Directions for this task:
Return each line of the records below that contains the word "wheel", matching case. Copy every such line unchanged.

Task inputs:

○ ○ ○ ○

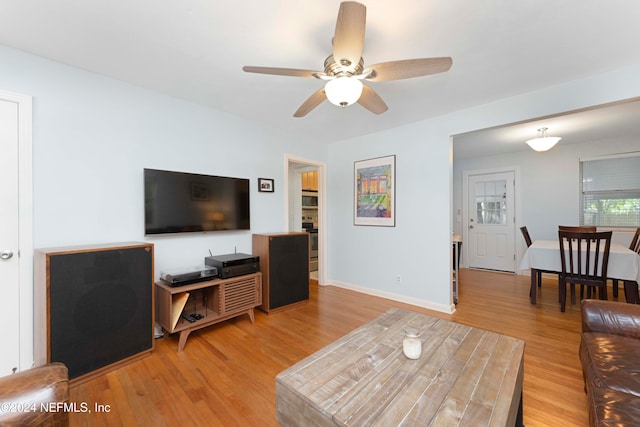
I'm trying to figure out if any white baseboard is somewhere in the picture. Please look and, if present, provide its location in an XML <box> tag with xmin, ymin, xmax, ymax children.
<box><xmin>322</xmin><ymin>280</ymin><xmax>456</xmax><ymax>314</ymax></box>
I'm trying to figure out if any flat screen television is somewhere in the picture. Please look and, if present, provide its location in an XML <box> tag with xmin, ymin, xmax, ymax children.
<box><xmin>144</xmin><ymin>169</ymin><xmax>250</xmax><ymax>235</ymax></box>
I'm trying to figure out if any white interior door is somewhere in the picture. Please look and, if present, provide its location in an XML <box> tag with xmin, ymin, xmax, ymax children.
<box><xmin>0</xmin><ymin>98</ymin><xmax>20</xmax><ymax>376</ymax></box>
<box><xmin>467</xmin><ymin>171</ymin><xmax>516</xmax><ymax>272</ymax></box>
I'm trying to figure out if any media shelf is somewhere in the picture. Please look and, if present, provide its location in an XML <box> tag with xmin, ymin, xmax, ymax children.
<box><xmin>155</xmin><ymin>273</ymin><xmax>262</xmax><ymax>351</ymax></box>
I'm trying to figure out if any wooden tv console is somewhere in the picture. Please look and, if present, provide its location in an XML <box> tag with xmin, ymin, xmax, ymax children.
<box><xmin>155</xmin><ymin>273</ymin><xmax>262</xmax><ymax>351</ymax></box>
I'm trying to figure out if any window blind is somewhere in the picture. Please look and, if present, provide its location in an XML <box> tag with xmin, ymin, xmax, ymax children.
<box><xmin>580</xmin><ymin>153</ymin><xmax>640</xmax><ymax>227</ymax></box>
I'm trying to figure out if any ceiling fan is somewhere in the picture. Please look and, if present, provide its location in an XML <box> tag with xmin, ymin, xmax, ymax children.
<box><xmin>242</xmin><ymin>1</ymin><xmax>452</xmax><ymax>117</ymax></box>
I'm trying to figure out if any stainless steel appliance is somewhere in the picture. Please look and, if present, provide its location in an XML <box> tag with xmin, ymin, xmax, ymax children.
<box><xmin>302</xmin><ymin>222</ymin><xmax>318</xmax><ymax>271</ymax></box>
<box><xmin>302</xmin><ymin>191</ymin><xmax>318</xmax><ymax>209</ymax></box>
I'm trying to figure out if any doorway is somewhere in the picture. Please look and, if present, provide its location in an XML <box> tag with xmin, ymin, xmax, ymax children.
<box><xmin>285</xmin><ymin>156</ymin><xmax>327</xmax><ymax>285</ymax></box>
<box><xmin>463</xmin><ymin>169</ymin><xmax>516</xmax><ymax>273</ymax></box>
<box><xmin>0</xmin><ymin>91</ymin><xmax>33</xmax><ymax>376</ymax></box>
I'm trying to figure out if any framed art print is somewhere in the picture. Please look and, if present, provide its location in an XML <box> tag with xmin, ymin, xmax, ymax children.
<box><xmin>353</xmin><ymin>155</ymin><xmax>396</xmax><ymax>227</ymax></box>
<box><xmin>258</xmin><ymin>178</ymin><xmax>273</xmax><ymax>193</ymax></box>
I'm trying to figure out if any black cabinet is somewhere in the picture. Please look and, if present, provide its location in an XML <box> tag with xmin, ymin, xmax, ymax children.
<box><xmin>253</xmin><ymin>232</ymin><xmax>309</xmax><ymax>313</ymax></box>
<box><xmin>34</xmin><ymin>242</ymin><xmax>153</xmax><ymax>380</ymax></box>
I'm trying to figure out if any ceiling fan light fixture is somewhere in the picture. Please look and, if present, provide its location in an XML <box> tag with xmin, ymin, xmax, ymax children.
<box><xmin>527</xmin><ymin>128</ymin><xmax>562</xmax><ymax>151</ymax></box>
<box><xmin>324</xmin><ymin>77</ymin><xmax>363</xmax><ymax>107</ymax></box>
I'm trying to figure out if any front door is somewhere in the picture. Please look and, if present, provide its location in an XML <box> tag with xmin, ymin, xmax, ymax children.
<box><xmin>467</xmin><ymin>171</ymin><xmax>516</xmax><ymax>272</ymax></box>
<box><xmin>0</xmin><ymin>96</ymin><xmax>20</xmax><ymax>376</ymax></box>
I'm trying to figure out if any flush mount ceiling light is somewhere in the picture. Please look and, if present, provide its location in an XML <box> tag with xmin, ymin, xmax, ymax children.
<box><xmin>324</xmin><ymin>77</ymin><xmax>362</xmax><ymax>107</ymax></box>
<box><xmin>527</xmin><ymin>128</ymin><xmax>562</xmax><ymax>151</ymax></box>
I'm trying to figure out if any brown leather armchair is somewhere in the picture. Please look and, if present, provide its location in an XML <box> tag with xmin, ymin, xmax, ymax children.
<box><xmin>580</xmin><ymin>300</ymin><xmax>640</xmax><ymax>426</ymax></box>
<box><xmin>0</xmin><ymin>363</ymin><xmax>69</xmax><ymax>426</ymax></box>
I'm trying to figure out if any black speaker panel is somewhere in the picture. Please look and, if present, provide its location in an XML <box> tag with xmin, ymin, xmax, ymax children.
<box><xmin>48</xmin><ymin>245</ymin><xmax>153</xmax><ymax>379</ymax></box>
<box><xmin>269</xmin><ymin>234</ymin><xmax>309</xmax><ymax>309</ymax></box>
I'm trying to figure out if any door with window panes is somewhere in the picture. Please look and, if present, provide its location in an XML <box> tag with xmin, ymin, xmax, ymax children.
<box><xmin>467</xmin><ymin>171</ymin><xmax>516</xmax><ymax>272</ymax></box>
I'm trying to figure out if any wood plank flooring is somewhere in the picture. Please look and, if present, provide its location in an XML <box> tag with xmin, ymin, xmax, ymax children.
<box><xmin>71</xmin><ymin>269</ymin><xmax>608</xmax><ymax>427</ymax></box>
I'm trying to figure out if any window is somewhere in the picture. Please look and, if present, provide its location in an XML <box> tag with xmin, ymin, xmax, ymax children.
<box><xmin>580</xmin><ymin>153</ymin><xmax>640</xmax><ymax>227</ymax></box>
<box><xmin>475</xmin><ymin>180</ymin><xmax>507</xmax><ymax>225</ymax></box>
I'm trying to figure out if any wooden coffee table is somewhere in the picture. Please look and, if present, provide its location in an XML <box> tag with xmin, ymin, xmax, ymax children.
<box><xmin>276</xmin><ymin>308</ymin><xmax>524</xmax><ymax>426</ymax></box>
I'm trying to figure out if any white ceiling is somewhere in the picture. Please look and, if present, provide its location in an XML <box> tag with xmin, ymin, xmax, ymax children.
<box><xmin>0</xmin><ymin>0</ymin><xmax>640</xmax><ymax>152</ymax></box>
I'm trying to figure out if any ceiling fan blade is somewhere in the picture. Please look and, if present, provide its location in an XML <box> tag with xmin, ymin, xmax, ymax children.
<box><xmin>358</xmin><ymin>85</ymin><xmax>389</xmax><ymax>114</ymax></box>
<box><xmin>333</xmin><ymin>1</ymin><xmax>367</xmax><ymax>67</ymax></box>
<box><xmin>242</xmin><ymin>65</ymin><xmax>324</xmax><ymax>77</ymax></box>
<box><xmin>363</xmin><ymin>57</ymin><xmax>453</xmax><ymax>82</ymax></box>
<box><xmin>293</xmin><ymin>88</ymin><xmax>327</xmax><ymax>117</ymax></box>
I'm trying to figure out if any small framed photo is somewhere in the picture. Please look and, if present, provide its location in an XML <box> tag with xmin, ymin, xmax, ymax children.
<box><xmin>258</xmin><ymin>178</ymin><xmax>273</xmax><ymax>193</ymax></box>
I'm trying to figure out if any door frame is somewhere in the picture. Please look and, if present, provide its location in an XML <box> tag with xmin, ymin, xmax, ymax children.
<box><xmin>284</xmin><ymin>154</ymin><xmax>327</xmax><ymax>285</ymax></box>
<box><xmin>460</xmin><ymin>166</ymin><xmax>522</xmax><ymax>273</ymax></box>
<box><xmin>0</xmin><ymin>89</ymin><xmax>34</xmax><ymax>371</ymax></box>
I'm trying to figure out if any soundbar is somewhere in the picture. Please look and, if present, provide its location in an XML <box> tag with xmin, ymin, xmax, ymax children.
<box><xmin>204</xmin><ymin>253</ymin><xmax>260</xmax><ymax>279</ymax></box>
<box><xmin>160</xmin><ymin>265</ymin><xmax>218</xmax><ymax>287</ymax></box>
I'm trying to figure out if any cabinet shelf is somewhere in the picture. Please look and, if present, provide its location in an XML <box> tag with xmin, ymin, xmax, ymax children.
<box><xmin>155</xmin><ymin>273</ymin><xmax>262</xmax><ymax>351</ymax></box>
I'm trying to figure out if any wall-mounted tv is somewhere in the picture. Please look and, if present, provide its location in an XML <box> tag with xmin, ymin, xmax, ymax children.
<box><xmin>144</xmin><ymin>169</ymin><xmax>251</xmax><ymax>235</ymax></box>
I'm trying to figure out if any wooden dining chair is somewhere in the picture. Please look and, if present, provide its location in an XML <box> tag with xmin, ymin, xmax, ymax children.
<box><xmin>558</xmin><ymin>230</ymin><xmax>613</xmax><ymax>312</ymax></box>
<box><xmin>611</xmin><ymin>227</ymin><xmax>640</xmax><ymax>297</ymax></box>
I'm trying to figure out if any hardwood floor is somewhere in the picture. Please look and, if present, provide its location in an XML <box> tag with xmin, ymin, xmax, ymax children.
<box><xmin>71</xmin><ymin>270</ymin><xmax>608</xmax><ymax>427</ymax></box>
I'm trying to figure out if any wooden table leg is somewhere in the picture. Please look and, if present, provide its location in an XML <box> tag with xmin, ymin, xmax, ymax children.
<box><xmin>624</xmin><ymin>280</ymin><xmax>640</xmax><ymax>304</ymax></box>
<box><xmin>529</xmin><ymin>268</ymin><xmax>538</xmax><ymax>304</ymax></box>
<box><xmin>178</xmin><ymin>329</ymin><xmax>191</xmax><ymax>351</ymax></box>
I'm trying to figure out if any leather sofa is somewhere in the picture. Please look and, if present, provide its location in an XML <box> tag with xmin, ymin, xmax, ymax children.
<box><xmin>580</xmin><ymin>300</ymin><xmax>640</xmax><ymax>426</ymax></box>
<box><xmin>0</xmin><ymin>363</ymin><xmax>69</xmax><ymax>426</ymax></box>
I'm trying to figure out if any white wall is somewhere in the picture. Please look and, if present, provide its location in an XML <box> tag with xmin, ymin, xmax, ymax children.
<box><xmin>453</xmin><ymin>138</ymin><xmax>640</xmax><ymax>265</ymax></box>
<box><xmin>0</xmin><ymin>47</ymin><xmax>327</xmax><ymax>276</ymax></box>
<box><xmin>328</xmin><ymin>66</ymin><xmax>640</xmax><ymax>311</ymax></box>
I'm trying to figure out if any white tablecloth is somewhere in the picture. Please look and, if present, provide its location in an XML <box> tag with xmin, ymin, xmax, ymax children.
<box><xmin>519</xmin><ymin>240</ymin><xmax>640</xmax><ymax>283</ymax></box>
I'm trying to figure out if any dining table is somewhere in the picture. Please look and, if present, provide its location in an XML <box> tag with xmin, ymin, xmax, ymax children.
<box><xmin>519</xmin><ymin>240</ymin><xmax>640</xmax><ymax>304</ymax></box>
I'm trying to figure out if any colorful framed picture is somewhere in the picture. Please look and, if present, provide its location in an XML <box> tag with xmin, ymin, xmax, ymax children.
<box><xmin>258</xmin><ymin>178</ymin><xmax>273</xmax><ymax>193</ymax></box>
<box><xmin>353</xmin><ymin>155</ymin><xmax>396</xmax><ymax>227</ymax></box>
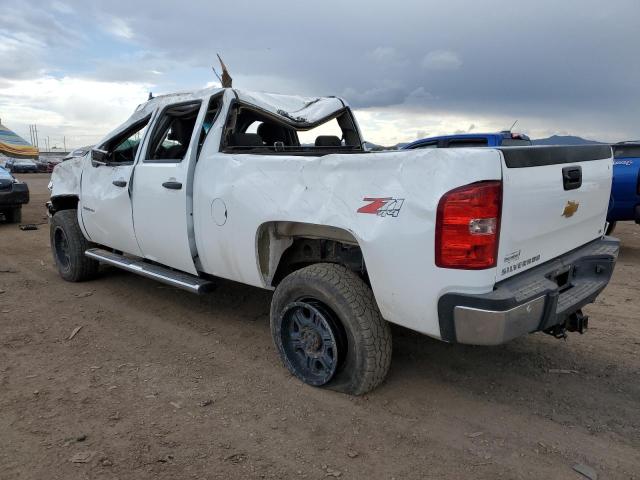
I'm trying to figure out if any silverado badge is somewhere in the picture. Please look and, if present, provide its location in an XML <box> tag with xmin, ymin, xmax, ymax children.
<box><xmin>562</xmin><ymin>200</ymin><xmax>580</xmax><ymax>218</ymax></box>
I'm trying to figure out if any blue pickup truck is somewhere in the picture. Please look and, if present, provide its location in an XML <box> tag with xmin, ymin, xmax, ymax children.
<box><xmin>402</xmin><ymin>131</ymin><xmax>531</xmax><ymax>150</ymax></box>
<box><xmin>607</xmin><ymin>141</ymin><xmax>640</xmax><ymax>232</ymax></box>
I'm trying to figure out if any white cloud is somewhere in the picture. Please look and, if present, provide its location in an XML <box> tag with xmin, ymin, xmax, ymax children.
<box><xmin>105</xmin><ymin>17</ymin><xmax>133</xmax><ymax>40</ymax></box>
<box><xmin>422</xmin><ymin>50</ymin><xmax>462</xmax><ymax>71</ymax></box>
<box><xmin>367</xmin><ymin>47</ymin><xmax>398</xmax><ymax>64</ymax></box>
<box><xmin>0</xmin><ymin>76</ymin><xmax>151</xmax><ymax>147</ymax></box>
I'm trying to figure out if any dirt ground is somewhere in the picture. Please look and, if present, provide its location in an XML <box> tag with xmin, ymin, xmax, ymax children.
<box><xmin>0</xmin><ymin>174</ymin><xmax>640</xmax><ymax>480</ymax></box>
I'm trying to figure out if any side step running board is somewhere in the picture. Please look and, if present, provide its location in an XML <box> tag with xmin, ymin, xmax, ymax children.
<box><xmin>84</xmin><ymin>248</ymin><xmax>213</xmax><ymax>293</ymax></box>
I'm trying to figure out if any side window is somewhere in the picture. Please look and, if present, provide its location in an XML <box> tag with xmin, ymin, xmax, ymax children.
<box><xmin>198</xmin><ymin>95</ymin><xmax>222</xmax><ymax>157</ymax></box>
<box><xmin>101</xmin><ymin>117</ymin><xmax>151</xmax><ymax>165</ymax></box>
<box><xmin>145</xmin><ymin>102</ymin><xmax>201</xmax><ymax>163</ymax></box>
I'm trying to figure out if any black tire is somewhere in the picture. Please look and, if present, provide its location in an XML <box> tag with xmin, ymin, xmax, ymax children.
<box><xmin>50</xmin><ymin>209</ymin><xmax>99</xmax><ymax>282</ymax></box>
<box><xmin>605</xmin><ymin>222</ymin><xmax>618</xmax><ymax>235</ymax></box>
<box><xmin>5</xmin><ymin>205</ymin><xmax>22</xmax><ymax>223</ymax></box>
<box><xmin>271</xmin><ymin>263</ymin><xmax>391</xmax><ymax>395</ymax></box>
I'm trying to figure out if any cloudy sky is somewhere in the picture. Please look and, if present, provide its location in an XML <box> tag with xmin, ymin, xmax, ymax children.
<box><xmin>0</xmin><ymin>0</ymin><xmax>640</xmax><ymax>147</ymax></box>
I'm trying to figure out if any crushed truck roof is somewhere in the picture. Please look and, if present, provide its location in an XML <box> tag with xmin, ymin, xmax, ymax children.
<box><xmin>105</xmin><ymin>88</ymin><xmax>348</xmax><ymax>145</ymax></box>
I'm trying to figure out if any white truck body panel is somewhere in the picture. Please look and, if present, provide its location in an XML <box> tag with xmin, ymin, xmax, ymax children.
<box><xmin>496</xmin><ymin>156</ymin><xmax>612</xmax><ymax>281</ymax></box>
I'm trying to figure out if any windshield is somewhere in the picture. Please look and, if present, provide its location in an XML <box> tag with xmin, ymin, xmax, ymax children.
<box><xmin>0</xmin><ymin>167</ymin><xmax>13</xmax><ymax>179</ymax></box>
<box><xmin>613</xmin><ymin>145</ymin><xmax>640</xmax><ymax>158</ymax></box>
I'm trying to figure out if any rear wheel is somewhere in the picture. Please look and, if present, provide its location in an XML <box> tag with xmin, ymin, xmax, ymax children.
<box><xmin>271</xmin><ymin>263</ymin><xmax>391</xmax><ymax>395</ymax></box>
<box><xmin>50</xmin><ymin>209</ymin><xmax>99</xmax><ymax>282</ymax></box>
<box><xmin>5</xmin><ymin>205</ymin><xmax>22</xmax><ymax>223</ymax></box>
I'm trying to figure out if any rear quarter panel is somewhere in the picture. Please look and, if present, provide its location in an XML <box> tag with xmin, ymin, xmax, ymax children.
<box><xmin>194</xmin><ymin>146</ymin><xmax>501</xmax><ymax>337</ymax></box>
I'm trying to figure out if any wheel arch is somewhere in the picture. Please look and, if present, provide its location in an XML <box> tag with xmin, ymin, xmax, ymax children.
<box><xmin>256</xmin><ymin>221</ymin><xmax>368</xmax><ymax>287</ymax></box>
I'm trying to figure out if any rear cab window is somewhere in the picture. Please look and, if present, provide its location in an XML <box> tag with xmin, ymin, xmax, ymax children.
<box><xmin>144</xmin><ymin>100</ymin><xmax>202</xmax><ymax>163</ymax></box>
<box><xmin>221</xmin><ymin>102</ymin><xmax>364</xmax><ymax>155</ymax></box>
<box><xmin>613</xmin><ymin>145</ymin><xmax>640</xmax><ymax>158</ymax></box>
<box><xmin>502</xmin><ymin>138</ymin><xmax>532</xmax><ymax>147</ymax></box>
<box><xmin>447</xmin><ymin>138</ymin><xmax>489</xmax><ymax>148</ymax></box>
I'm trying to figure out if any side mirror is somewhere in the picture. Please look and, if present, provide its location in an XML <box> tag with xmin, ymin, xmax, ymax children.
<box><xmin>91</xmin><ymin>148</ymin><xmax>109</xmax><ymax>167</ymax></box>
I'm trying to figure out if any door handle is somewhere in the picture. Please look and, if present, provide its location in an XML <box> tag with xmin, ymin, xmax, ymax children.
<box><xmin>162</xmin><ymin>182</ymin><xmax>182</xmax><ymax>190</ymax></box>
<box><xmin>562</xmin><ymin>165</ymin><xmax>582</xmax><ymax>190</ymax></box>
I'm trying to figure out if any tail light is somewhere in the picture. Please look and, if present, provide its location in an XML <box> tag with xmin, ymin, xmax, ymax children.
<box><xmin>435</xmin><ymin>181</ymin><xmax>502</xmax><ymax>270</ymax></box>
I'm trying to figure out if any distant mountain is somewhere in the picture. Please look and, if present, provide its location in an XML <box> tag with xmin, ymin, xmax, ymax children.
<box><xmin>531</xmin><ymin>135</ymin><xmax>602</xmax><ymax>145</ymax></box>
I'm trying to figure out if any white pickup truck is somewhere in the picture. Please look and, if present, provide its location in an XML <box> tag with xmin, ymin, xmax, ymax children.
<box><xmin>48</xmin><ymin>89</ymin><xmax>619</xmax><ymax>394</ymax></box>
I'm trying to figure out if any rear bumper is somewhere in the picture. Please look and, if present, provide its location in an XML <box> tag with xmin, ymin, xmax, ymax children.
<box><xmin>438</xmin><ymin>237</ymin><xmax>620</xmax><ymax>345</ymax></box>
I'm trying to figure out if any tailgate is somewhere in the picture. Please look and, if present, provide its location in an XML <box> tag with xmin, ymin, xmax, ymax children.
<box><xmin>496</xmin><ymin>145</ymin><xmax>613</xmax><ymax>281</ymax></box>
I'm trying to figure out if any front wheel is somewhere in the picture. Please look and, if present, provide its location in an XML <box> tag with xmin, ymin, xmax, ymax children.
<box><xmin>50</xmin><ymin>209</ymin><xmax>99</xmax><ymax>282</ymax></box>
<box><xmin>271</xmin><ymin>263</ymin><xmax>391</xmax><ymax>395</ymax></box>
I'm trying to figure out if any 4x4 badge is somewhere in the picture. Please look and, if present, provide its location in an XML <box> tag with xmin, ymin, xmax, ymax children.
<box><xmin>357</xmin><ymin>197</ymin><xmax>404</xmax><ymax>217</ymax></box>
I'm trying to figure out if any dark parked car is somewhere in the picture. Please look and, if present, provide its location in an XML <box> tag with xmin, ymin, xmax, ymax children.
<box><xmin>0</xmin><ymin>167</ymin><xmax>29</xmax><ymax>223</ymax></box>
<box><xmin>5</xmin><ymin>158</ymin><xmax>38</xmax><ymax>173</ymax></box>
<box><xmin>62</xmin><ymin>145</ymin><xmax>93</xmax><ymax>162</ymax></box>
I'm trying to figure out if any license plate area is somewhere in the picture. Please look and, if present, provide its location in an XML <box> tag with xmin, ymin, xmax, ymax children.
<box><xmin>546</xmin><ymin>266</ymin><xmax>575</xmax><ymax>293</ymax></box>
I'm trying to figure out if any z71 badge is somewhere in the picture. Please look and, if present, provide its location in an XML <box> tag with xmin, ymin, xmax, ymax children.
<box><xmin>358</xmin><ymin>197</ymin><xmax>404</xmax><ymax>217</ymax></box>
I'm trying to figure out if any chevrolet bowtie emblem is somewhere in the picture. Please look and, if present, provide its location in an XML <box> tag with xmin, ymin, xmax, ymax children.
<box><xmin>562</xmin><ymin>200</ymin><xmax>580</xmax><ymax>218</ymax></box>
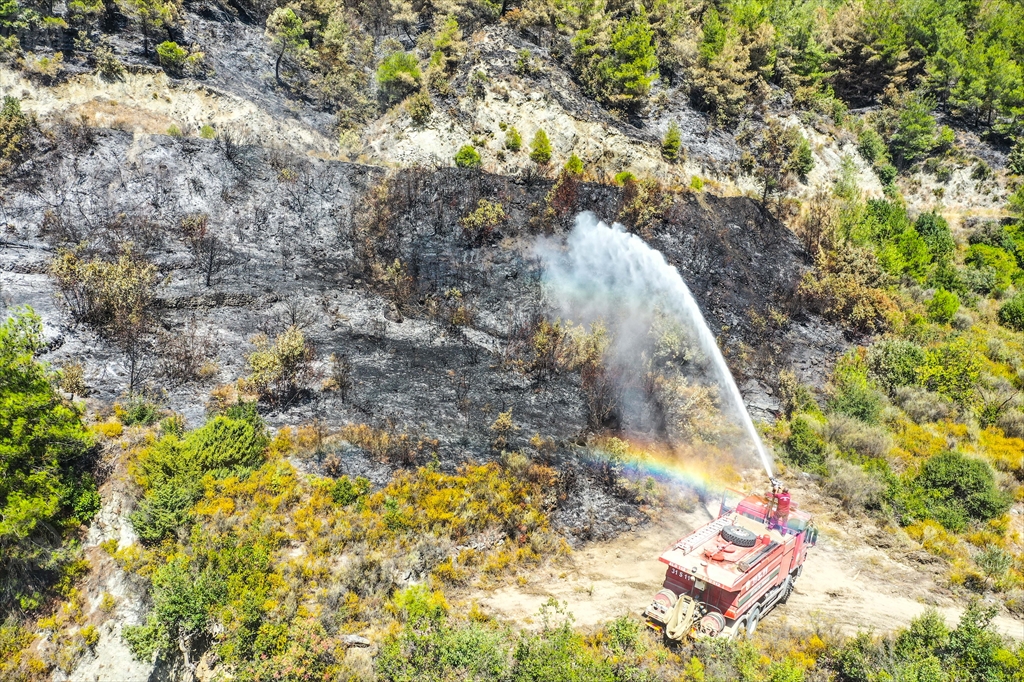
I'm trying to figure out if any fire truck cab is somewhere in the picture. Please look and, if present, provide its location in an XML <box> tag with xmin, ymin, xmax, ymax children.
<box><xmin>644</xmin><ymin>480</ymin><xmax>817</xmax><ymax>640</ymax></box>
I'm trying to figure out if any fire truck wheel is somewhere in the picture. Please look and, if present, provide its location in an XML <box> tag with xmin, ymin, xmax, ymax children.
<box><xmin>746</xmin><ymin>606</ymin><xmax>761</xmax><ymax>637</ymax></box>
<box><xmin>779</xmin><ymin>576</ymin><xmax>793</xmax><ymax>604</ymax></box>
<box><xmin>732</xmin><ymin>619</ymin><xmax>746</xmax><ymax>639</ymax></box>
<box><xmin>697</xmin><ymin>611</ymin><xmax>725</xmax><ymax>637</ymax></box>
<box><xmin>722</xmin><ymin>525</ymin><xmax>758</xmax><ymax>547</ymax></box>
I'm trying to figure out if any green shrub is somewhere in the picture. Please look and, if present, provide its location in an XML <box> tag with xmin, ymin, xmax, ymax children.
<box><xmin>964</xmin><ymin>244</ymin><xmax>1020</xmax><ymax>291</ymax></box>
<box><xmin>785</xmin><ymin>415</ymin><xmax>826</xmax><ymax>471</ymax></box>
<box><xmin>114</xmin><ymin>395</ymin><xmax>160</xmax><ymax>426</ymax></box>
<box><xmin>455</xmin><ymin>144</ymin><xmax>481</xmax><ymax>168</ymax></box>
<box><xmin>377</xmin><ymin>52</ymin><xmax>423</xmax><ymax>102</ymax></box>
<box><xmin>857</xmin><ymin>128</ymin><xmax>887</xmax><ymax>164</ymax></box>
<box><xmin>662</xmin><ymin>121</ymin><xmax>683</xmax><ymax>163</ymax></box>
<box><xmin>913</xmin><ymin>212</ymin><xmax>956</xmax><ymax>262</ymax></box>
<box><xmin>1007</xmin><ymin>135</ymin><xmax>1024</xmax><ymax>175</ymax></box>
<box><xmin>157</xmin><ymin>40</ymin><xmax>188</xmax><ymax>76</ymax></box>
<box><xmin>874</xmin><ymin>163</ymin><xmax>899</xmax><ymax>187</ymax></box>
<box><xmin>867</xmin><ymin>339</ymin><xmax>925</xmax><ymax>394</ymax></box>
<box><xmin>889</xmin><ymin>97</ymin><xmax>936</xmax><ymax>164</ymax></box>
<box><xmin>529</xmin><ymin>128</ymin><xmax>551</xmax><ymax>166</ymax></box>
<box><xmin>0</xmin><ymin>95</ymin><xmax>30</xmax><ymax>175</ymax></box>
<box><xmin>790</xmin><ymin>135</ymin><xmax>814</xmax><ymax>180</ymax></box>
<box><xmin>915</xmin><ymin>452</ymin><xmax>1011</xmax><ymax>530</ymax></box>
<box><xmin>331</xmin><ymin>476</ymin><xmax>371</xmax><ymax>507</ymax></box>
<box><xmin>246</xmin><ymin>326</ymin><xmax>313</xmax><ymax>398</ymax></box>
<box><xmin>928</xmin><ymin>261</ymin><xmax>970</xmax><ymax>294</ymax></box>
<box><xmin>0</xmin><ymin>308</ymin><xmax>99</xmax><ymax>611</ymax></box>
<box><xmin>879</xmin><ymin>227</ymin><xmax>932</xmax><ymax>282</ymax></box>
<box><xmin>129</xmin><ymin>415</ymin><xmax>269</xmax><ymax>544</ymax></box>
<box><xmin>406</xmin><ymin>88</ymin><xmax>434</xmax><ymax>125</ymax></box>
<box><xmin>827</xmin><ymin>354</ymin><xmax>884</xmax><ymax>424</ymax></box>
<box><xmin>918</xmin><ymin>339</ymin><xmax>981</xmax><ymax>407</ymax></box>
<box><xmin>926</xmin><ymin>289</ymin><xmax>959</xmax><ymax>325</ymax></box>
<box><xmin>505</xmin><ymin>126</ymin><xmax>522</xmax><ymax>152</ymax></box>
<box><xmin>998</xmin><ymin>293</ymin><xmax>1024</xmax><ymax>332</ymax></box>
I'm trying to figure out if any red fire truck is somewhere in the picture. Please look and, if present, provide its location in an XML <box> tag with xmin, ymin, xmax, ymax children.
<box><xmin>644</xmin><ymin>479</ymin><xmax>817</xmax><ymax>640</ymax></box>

○ ○ ○ ○

The response:
I'm trying to figure out if any rear wheel is somewhere in the picture. Please look and, if present, provide its location in an XML <box> tag with xmin, ymin, xmax, ymax children.
I'm trying to figure out if any wheel arch is somewhere in the picture. Please look and, if present, provide its location in an XML <box> tag with xmin, ymin, xmax, ymax children.
I'm trying to figure out if any front wheel is somewhere in the picture. Please look and, if present, provide its location in an XML <box> tag with xmin, ymin, xmax, ymax children.
I'm trying to figure out if any fire truck wheel is somewhere in the picture. Please look and, if present, provide its location in an XML <box> tag with xmin, ymin, xmax, ymax children.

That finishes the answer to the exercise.